> _Problem statement_:
Scan the lines below for the word "plate". Copy each line you find it in.

Top of Entries supplied

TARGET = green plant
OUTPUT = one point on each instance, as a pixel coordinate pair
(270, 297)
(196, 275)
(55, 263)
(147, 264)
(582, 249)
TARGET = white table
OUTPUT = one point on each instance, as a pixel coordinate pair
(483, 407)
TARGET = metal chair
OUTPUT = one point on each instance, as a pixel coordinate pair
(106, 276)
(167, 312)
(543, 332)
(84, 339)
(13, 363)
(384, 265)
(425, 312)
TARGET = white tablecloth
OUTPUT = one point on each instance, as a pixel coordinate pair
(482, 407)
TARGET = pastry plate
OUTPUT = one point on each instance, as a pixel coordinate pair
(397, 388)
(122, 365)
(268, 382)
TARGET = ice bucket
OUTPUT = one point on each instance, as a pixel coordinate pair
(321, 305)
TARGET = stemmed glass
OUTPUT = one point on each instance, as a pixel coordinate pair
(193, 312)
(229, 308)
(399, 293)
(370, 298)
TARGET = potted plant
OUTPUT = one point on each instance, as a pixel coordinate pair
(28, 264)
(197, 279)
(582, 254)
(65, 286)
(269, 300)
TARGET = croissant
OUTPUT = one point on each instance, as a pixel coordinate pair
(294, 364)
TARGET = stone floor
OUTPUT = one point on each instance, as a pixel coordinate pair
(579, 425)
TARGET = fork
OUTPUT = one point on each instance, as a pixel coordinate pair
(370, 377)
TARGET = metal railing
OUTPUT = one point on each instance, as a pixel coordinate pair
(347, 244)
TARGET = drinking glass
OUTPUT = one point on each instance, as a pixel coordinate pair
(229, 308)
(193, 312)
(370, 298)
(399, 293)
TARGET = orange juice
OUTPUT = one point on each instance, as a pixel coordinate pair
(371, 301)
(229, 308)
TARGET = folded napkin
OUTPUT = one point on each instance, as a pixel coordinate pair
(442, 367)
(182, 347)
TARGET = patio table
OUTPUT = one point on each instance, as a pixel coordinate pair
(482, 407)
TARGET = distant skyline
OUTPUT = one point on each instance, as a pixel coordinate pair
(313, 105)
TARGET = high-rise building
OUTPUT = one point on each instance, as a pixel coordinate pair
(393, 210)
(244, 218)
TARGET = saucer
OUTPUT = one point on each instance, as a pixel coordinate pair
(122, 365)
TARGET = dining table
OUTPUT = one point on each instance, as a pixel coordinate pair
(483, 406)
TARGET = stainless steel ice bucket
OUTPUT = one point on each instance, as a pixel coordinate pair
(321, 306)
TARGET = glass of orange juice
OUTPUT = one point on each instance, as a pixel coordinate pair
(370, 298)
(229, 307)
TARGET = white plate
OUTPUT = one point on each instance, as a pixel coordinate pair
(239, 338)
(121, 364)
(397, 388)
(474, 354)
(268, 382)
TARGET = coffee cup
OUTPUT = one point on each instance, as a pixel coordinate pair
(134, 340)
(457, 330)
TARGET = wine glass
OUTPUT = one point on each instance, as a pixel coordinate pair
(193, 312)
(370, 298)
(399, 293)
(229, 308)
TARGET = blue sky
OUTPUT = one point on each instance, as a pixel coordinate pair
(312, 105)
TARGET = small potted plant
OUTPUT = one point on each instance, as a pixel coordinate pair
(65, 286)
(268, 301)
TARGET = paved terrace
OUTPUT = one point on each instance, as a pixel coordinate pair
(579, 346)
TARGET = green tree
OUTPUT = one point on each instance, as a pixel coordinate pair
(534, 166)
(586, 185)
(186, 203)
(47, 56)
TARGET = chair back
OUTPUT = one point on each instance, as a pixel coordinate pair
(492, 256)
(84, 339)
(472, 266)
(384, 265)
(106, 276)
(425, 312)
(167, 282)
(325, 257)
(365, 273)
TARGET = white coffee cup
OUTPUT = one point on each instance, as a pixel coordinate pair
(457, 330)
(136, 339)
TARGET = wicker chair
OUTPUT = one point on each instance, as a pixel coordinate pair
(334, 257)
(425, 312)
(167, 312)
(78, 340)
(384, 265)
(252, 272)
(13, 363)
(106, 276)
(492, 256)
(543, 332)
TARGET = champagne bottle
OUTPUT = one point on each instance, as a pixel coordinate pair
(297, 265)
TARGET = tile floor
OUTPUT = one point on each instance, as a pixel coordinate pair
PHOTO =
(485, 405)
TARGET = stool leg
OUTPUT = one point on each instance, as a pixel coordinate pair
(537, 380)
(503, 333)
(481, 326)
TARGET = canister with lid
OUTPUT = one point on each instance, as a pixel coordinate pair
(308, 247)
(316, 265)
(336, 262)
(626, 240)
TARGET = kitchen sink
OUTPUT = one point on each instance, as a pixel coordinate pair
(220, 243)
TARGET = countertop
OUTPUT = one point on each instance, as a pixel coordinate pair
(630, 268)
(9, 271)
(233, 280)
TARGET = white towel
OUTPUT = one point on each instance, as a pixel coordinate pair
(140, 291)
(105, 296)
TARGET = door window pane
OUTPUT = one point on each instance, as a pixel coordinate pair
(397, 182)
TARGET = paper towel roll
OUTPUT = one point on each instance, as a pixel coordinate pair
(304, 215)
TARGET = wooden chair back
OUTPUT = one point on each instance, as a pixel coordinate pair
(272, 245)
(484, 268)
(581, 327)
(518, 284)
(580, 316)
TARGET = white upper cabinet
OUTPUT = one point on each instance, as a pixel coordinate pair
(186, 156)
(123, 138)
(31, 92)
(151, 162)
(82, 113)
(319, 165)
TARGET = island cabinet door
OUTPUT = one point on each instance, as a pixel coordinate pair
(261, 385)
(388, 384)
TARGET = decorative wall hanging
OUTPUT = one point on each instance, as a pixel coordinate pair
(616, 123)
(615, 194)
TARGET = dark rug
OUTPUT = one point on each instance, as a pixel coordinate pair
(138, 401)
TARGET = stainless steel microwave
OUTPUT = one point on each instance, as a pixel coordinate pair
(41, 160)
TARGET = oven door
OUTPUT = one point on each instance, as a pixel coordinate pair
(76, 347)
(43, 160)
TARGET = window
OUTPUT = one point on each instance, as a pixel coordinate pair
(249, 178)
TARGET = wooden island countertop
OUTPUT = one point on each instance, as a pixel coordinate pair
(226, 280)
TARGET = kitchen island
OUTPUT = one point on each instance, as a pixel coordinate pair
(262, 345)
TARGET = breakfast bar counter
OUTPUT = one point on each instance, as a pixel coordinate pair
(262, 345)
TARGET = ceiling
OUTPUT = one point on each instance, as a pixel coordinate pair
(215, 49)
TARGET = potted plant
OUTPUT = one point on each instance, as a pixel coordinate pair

Bottom of Entries supplied

> _Solution to the problem_:
TARGET = pastry plate
TARGET = white plate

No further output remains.